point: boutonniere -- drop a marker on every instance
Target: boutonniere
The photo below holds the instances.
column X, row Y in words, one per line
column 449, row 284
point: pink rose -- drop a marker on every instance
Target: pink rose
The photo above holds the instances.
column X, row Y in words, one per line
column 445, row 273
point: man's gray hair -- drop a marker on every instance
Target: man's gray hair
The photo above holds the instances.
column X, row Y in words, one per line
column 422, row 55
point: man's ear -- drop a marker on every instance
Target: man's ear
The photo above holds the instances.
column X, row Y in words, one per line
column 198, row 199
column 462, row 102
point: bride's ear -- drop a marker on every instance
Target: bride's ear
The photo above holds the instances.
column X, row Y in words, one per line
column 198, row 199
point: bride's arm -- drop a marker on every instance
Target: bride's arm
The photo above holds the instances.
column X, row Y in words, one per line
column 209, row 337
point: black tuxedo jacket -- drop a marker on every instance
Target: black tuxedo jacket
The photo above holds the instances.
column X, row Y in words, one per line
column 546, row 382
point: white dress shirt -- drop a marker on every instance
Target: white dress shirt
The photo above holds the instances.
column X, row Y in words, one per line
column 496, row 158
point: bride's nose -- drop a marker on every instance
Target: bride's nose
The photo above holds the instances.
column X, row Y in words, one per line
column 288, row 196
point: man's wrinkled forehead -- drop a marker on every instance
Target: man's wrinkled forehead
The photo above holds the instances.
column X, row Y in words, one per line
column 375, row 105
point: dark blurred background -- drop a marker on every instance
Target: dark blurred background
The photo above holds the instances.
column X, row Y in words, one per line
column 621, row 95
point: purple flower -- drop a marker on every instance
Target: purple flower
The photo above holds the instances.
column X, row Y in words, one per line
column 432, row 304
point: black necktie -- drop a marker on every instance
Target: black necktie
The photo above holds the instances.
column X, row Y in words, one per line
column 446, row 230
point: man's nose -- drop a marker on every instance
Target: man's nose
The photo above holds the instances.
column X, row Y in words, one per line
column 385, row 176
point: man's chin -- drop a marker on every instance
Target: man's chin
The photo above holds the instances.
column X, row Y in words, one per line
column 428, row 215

:::::

(What is required) Reproduce all of the data above with "drop a marker" swapped for "place a pin" wherever it occurs, leaving everything else unchanged.

(Full output)
point: boutonniere -- place a pin on every instance
Target: boutonniere
The photo below holds the instances.
column X, row Y in words, one per line
column 449, row 284
point: pink rose -- place a pin on every instance
Target: pink rose
The photo above holds the instances.
column X, row Y in words, one per line
column 445, row 273
point: man's gray hair -- place a pin on every instance
Target: man's gray hair
The photo above holds the instances.
column X, row Y in words, one per line
column 422, row 55
point: man's ear -- place a pin on every instance
Target: man's ear
The photo above holds the instances.
column X, row Y in words, one per line
column 198, row 199
column 462, row 102
point: bride's ear -- place a pin on every instance
Target: bride's ear
The photo above holds the instances.
column X, row Y in words, one per line
column 198, row 199
point: bride's arm -- place a pin on every instance
Target: bride's arm
The photo above holds the instances.
column X, row Y in words, one per line
column 209, row 337
point: black tuxedo jacket -- place a pin on every instance
Target: black tuxedo jacket
The photo above holds the instances.
column X, row Y in words, one per line
column 546, row 382
point: white dress shirt -- place a pin on every instance
Target: white dress shirt
The photo above holds the instances.
column X, row Y in words, one per line
column 496, row 158
point: bride's nose -- place a pin on every instance
Target: bride's nose
The photo above holds the instances.
column X, row Y in words, one per line
column 288, row 196
point: man's wrinkled forehead -- place a pin on every instance
Target: man's wrinkled forehead
The photo above holds the instances.
column X, row Y in words, one per line
column 375, row 105
point: dark blurred background -- place a pin on every instance
Target: dark blurred background
The photo above holds the instances.
column X, row Y in words, one per line
column 621, row 95
point: purple flower -- place a pin on every instance
Target: purple flower
The photo above holds the instances.
column X, row Y in words, one per line
column 432, row 304
point: black necktie -- place a pin on every instance
Target: black necktie
The photo above holds the instances.
column X, row Y in words, one per line
column 446, row 230
point: man's nose -- place a pin on every instance
Target: man's nose
The photo above holds the instances.
column X, row Y in words, one per line
column 385, row 176
point: man's chin -- place a pin on every instance
Target: man's chin
The photo above holds the instances.
column X, row Y in words, one per line
column 428, row 215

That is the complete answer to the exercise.